» **Recorded data**:
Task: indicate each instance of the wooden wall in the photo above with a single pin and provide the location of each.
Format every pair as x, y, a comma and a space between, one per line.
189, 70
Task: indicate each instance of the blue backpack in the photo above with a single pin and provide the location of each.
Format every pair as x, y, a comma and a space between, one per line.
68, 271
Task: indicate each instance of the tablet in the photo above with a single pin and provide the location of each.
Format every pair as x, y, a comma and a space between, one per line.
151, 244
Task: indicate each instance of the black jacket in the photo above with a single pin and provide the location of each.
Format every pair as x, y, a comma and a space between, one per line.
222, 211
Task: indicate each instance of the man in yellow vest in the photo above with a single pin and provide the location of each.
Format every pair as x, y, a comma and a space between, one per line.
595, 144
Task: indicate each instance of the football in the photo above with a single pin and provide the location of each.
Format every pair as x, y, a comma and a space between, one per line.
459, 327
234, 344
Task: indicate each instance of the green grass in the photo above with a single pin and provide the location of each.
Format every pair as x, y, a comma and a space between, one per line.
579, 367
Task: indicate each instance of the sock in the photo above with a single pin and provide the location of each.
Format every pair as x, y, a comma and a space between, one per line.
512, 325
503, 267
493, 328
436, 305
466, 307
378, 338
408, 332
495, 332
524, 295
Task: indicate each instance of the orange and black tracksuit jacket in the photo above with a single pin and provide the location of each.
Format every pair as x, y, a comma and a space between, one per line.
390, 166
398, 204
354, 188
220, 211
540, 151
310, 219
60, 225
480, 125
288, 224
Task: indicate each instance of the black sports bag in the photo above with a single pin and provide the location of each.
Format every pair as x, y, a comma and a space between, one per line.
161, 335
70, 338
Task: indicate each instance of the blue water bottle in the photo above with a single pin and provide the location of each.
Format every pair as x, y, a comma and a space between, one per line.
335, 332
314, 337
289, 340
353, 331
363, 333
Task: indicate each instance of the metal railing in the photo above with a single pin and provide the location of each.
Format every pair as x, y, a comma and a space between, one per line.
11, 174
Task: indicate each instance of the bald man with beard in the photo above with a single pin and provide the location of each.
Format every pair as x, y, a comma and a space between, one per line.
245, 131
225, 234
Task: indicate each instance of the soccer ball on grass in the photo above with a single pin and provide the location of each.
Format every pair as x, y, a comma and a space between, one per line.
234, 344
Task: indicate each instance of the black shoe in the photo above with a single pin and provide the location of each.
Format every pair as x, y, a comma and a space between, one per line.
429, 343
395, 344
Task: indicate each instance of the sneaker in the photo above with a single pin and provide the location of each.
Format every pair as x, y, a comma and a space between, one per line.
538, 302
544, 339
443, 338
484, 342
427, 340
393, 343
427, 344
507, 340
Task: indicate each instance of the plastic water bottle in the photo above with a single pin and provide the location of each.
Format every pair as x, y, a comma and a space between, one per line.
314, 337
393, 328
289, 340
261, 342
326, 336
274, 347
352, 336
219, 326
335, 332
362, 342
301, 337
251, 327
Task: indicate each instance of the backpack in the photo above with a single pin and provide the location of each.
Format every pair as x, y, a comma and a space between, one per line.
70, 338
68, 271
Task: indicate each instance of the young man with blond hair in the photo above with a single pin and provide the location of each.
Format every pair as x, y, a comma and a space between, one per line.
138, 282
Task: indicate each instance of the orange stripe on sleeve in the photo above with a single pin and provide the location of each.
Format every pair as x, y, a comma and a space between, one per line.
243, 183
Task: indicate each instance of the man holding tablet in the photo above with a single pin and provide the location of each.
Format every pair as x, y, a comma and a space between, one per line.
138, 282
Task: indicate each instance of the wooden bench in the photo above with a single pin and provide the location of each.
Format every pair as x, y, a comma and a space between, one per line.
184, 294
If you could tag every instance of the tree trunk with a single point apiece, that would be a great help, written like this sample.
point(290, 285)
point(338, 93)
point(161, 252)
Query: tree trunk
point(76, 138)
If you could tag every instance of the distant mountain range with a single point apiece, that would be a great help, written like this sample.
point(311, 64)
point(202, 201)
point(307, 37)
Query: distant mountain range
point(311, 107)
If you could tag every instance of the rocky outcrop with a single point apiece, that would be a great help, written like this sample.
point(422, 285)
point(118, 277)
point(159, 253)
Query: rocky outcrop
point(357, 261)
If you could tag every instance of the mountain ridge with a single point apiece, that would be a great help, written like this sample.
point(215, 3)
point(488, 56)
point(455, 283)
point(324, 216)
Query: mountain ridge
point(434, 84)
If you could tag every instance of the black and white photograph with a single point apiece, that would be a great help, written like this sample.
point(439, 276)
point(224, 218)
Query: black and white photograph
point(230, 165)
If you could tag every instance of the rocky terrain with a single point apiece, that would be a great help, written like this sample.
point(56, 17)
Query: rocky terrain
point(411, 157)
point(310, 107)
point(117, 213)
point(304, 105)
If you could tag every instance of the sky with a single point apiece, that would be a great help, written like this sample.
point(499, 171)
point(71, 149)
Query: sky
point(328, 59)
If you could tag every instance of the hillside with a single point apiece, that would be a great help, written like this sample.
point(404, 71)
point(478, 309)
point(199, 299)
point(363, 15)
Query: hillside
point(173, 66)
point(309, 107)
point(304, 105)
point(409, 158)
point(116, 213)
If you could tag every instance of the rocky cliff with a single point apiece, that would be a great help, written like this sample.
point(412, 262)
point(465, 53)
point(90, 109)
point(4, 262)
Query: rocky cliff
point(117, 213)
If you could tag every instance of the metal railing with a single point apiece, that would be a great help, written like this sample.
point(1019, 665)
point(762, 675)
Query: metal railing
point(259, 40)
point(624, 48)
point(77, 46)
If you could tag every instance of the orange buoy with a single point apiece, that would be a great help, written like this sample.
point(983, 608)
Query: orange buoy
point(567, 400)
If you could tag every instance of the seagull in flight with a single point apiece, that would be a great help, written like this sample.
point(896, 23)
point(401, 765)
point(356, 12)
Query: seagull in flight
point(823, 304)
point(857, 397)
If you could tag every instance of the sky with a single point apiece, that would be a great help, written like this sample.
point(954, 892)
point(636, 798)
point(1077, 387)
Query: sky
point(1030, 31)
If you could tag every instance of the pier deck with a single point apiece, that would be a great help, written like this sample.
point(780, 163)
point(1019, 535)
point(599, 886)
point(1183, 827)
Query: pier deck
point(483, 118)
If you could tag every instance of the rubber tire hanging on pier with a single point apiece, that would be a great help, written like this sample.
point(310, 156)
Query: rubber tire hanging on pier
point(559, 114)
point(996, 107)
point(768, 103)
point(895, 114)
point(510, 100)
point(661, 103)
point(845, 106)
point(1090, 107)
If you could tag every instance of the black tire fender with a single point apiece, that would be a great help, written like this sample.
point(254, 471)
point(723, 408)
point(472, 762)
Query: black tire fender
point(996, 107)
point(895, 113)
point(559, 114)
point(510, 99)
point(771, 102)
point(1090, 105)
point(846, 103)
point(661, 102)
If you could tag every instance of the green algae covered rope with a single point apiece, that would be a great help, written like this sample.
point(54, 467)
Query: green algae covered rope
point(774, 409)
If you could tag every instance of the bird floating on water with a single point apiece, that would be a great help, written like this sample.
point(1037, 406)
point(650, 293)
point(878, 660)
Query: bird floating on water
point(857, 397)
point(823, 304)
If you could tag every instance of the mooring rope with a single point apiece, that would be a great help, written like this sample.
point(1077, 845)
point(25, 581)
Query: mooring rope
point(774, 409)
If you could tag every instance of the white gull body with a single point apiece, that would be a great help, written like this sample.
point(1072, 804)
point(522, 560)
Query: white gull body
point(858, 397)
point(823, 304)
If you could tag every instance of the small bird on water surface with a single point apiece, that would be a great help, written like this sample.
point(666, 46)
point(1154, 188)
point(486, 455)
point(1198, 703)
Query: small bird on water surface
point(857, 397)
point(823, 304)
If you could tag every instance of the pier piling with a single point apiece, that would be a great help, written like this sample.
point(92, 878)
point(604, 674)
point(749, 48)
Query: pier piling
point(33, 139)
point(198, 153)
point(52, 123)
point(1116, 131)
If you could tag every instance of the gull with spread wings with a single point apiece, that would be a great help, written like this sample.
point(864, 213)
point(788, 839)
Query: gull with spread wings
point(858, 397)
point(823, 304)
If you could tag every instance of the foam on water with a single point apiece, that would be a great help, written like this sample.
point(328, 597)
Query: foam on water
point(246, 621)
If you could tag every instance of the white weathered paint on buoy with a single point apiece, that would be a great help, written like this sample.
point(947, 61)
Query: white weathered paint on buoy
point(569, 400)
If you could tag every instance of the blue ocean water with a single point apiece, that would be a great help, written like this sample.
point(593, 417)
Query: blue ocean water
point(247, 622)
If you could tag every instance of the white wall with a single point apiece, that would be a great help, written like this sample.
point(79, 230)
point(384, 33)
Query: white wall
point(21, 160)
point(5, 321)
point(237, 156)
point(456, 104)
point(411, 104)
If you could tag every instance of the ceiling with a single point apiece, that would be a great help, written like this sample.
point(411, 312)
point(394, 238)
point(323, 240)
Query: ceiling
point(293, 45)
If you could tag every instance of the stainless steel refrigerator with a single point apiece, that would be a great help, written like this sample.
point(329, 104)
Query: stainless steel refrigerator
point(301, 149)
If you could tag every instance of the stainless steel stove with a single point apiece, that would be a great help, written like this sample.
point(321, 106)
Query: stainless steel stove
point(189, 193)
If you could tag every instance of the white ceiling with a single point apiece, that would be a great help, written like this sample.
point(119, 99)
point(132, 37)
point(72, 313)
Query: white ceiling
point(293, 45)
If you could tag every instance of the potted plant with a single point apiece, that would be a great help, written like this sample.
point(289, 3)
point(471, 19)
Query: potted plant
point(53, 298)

» **WHAT IS REQUIRED**: List, from the entries above, every line in which the word "tablet" shows up.

» **ANSWER SECTION**:
Task: indicate each instance of the tablet in the photo above with a single pin and provide the location of each.
Task: indicate each instance of the man holding tablet in the photo above with a single pin and provide the location of each.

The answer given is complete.